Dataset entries

[start]

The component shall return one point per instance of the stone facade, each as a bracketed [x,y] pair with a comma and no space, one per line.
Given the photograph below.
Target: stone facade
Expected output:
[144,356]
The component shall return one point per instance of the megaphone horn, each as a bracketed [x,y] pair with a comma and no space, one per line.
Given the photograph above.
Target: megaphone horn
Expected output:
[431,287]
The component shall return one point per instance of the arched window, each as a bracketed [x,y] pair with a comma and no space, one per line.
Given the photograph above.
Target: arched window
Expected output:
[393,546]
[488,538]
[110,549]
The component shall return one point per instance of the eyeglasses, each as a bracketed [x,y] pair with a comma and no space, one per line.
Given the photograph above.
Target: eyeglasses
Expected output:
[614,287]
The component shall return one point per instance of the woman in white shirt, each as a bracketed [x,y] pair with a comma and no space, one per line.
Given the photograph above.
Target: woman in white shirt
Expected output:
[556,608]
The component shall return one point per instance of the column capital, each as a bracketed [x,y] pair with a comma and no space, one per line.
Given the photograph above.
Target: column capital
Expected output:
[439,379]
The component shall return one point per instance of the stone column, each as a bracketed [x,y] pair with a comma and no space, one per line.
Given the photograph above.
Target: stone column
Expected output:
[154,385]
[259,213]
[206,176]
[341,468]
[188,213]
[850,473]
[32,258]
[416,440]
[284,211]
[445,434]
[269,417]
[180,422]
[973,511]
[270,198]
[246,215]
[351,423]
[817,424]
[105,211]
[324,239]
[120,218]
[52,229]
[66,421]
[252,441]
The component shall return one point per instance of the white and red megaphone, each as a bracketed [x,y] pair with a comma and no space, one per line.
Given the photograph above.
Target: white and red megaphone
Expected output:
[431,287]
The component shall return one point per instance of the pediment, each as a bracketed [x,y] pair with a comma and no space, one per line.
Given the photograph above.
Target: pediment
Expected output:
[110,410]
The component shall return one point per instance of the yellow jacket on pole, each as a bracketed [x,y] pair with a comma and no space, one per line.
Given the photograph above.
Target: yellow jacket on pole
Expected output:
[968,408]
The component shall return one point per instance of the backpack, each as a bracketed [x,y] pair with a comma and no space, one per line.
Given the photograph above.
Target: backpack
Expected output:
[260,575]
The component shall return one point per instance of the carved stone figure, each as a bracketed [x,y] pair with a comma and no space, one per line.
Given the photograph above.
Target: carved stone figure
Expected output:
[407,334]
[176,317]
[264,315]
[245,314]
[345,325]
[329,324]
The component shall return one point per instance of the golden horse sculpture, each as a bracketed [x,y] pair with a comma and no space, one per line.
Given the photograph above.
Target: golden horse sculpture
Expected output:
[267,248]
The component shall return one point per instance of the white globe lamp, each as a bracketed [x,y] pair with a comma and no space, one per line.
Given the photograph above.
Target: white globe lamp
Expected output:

[end]

(WRITTEN REQUEST):
Update the records above by changing every "component" to "system". Keep everything else the same.

(COMPLETE RESPONSE):
The system shall return one point per instance of the stone facade, each as a bracketed [x,y] pair with a comma and no space, one per line.
Given the photograph below.
Target: stone facade
Expected output:
[144,356]
The system shall return one point per instance of the megaphone horn, each as a bracketed [x,y] pair with a comma and no space, one per line.
Given the photograph above.
Target: megaphone horn
Expected output:
[431,287]
The system shall return one point per instance of the arched window, each as a bracketed [x,y] pair with a comma and no space, one per line.
Given the photograph above.
Target: arched window
Expected output:
[393,546]
[488,538]
[110,549]
The system shall return one point per instance of the eyeglasses, each as a bracketed [x,y] pair with a comma and no space, one per line.
Given the photograph above.
Target: eyeglasses
Expected output:
[614,287]
The system shall return one point per instance of the woman in white shirt, each as a bracketed [x,y] pair with a comma and no space, one per line.
Given the photograph above.
Target: woman in white shirt
Expected output:
[556,608]
The system shall return one point per instance of the column capital, each as a bracketed [x,y] pair with a comma and no space, one per line.
Given the photograph above.
Target: column capital
Expected output:
[439,379]
The system shall return one point per instance of the stone column, each as a bracketed [x,y] pair with a comma and no space, one per line.
Given the photograph above.
Target: stone column
Expected output:
[154,385]
[259,213]
[206,176]
[341,468]
[188,213]
[850,473]
[32,258]
[416,440]
[284,211]
[445,434]
[269,417]
[180,422]
[973,511]
[270,198]
[246,215]
[351,423]
[817,424]
[105,211]
[324,239]
[120,218]
[52,229]
[66,421]
[252,441]
The system shall return one point per instance of the white and red megaphone, each as a bracketed [x,y] pair with a comma and no space, one per line.
Given the photograph above.
Target: white and red megaphone
Expected output:
[431,287]
The system shall return one point per instance of the pediment, each as a bracketed [x,y] pair with a comma and no space, one per line.
Given the photograph above.
Target: pediment
Expected output:
[110,410]
The system shall return one point per instance of the yellow jacket on pole, each as a bracketed [x,y] pair with a comma and no space, one per line.
Given the photograph above.
Target: yellow jacket on pole
Expected output:
[968,408]
The system shall return one point per instance of the backpack, each as a bracketed [x,y] pair with a comma and no space, one per line.
Given the photograph above.
Target: backpack
Expected output:
[260,575]
The system shall return one point per instance of the carved stone figure, each as a bracketed [x,y] pair with a comma and no space, one per line.
Given the photograph above.
Target: carved stone figure
Expected output:
[407,334]
[176,317]
[264,315]
[245,314]
[345,325]
[329,324]
The system shall return one point per instance of the golden horse sculpture, each as a bracketed [x,y] pair with a comma and no space, one per line.
Given the photograph above.
Target: golden horse sculpture
Expected output:
[267,248]
The system shall return one point per instance of the white globe lamp, each as a bracketed [x,y] pair with a comma and no space, one per line.
Given the photograph above.
Target: white globe lamp
Expected output:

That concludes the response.